Study text →
┌──

Chancellor Rishi Sunak has announced that support for the self-employed during the coronavirus pandemic will continue to be provided until September.
The government also says that 600,000 more self-employed people will now be eligible for the help as access to grants is widened.
A fourth grant from the Self-Employment Income Support Scheme (SEISS) will be available to claim from April.
Paid out in a single instalment, it will be worth 80 per cent of three months’ average trading profits up to £7,500.
This grant will take into account 2019 to 2020 tax returns and will be open to those who became self-employed in tax year 2019 to 2020. The rest of the eligibility criteria remain unchanged.
To work out your eligibility, HMRC will first look at your 2019-2020 Self Assessment tax return. Your trading profits must be no more than £50,000 and at least equal to your non-trading income.
If you’re not eligible based on your 2019-2020 return, they will then look at the tax years 2016-2017, 2017-2018 and 2018- 2019.
You must currently be trading but impacted by reduced demand due to coronavirus or have been trading but are temporarily unable to do so due to coronavirus.

└──

(Stored data entries)
┌──

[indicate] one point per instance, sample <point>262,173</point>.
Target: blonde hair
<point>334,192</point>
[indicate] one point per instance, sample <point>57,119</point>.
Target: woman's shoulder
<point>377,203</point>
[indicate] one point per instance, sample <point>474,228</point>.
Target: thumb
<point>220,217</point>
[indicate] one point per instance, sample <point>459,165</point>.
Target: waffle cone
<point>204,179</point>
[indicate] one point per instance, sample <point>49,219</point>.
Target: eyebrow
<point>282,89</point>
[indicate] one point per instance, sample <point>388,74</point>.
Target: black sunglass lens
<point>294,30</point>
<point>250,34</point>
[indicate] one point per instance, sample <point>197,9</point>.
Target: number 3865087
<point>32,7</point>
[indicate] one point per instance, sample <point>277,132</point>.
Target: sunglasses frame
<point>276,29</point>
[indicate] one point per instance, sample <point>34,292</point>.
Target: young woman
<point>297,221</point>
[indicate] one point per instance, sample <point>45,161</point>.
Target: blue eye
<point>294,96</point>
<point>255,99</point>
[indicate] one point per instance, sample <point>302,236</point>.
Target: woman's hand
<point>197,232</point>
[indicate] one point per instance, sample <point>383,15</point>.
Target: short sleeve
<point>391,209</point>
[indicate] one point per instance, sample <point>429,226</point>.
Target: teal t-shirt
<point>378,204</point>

└──

Exercises →
1. In the article on support for the self-employed, what is the maximum amount the fourth SEISS grant can be worth?
2. From the article on support for the self-employed, copy the passage between "Chancellor Rishi Sunak" and "claim from April.", inclusive.
3. Carry on writing the article about the Self-Employment Income Support Scheme from its last sentence.

Results for the exercise →
1. £7,500.

2.
Chancellor Rishi Sunak has announced that support for the self-employed during the coronavirus pandemic will continue to be provided until September.
The government also says that 600,000 more self-employed people will now be eligible for the help as access to grants is widened.
A fourth grant from the Self-Employment Income Support Scheme (SEISS) will be available to claim from April.

3.
You must also declare that you intend to continue to trade and that you reasonably believe there will be a significant reduction in your trading profits due to reduced business activity, capacity, demand or inability to trade due to coronavirus.
The online claims service for this fourth grant will be available from late April until May 31.
If you are eligible, HMRC will contact you in mid-April to give you your personal claim date. This will be the date that you can make your claim from.
A fifth grant, which will be available from July, was also announced in the chancellor’s Budget speech.
Those whose turnover has fallen by 30 per cent or more will continue to receive the full 80 per cent grant. Those whose turnover has fallen by less than 30 per cent will get a 30 per cent grant.
The amount of the fifth grant will be determined by how much your turnover has been reduced in the year April 2020 to April 2021.
The Treasury says further details will be provided on this grant “in due course”.